▶ Passage provided
* * * *
The plant is run by the Magellan Cogeneration, Inc. (MCI), a wholly owned subsidiary of Covanta Energy Philippines, Inc. Covanta’s parent firm is Covanta Energy Corp., a publicly listed company that recently filed for bankruptcy in the United States.

The Cavite plant, which is currently being sued by its clients, probably has the most well-documented violations in an IPP contract. Nongovernmental organizations have also made an example of the IPP to justify their refusal to pay high PPA costs.

The MCI contract is among the IPPs entered during the implementation of the Electric Power Crisis Act of 1993 that gave state agencies the authority to enter into negotiated deals. Former Ramos energy officials said the contract enjoyed strong backing from a brother of then chief legal counsel Antonio Carpio Jr. MCI hired the Carpio sibling, but later fired him after his influential brother no longer worked in Malacañang.

An inter-agency government review committee recently signaled out the MCI Cavite plant for buying cheaper electricity from Napocor through its One-Day Power Sale (ODPS) window and then turning around and reselling them to the CEPZ locators at a higher price.

Napocor’s ODPS window caters mainly to customers with self-generating units or who buy their own requirements from their own IPPs. The committee, which submitted its report to President Arroyo earlier last month, said that MCI stands out as "the only Napocor IPP availing itself of the ODPS." It said this violates MCI’s contracts with Napocor and the Philippine Export Zone Authority (PEZA), which oversees CEPZ, that require the IPP to generate its own electricity.
* * * *
▶ Recorded information
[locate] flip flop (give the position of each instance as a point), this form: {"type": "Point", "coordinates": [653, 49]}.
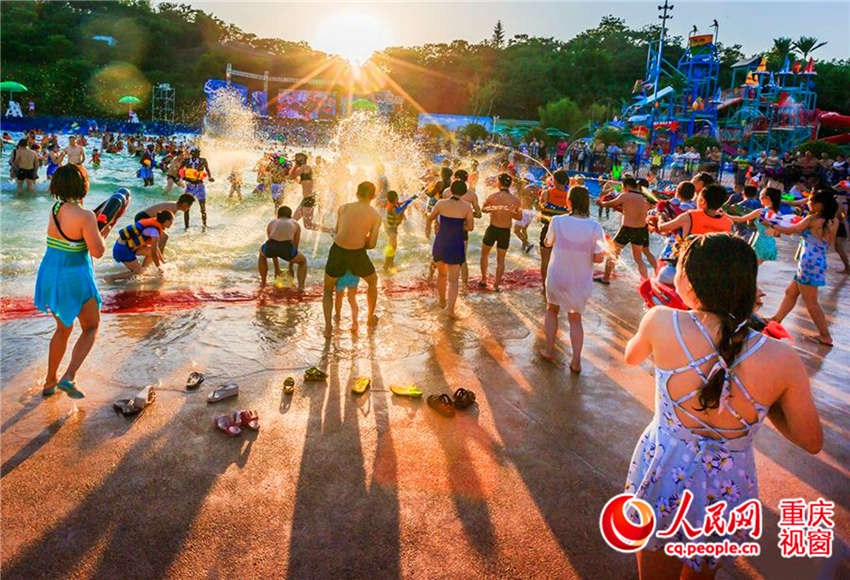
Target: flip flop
{"type": "Point", "coordinates": [225, 391]}
{"type": "Point", "coordinates": [406, 390]}
{"type": "Point", "coordinates": [70, 389]}
{"type": "Point", "coordinates": [248, 419]}
{"type": "Point", "coordinates": [360, 385]}
{"type": "Point", "coordinates": [194, 381]}
{"type": "Point", "coordinates": [226, 424]}
{"type": "Point", "coordinates": [442, 404]}
{"type": "Point", "coordinates": [463, 398]}
{"type": "Point", "coordinates": [315, 374]}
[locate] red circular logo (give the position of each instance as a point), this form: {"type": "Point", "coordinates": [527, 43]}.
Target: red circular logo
{"type": "Point", "coordinates": [619, 531]}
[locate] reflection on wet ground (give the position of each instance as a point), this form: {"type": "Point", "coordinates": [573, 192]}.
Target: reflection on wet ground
{"type": "Point", "coordinates": [372, 485]}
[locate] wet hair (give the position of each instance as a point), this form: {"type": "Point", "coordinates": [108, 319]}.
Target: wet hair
{"type": "Point", "coordinates": [186, 198]}
{"type": "Point", "coordinates": [561, 177]}
{"type": "Point", "coordinates": [459, 188]}
{"type": "Point", "coordinates": [775, 197]}
{"type": "Point", "coordinates": [366, 190]}
{"type": "Point", "coordinates": [722, 270]}
{"type": "Point", "coordinates": [70, 182]}
{"type": "Point", "coordinates": [705, 178]}
{"type": "Point", "coordinates": [715, 195]}
{"type": "Point", "coordinates": [579, 201]}
{"type": "Point", "coordinates": [686, 191]}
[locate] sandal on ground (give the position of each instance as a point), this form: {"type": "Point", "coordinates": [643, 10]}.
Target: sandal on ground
{"type": "Point", "coordinates": [463, 398]}
{"type": "Point", "coordinates": [247, 419]}
{"type": "Point", "coordinates": [406, 390]}
{"type": "Point", "coordinates": [442, 404]}
{"type": "Point", "coordinates": [226, 424]}
{"type": "Point", "coordinates": [70, 389]}
{"type": "Point", "coordinates": [194, 381]}
{"type": "Point", "coordinates": [225, 391]}
{"type": "Point", "coordinates": [315, 374]}
{"type": "Point", "coordinates": [360, 385]}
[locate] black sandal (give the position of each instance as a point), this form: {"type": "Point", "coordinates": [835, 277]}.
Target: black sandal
{"type": "Point", "coordinates": [463, 398]}
{"type": "Point", "coordinates": [442, 404]}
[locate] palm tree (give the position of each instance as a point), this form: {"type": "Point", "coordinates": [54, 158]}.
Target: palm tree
{"type": "Point", "coordinates": [807, 45]}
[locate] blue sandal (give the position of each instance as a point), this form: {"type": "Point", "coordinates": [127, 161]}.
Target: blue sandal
{"type": "Point", "coordinates": [71, 389]}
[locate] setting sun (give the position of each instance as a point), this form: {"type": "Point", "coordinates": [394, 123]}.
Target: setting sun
{"type": "Point", "coordinates": [355, 36]}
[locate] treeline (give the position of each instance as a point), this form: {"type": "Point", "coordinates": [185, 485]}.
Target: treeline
{"type": "Point", "coordinates": [50, 47]}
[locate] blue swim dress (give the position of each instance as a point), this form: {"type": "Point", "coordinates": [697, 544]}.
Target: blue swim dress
{"type": "Point", "coordinates": [65, 280]}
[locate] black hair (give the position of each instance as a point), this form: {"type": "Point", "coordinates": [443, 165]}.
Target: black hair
{"type": "Point", "coordinates": [775, 197]}
{"type": "Point", "coordinates": [715, 195]}
{"type": "Point", "coordinates": [722, 270]}
{"type": "Point", "coordinates": [186, 198]}
{"type": "Point", "coordinates": [686, 190]}
{"type": "Point", "coordinates": [561, 177]}
{"type": "Point", "coordinates": [366, 190]}
{"type": "Point", "coordinates": [70, 182]}
{"type": "Point", "coordinates": [705, 178]}
{"type": "Point", "coordinates": [579, 201]}
{"type": "Point", "coordinates": [459, 188]}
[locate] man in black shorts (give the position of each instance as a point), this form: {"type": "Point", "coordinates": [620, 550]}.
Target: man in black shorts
{"type": "Point", "coordinates": [357, 227]}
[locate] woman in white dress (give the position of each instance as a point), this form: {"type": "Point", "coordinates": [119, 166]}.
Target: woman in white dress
{"type": "Point", "coordinates": [577, 242]}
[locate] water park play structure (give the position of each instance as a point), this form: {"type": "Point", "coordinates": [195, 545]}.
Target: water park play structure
{"type": "Point", "coordinates": [761, 110]}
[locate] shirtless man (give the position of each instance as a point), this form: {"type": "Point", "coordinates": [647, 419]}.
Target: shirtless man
* * * *
▶ Work to complete
Carry on the text about the Magellan Cogeneration power plant in Cavite, starting right after its last sentence. The records aren't needed for anything here.

▶ Written answer
Since the plant is located inside an export zone, the IPP also enjoys additional sweeteners such as fiscal, tax and other economic incentives on top of a Napocor fuel subsidy. Yet the MCI plant has been experiencing operational and financial difficulties in honoring its contract, said the Citizens Review Commission on the IPPs, a network of NGOs that conducted a parallel IPP review.

From January 2000 to December 2001, a summary of its grid and island operations showed the MCI plant trips each time it has to generate enough power to meet the CEPZ demand. To service CEPZ efficiently, the IPP buys power from Napocor. As of last year, the IPP owes Napocor P248 million from its ODPS availment, an amount it is disputing.

Covanta Energy president Oliver Cruz justifies the plant’s practice: "Many people seem to be forgetting that ODPS is good for Napocor. ODPS enables Napocor to sell electricity from idle capacity and revenues generated directly offset liabilities from the PPA."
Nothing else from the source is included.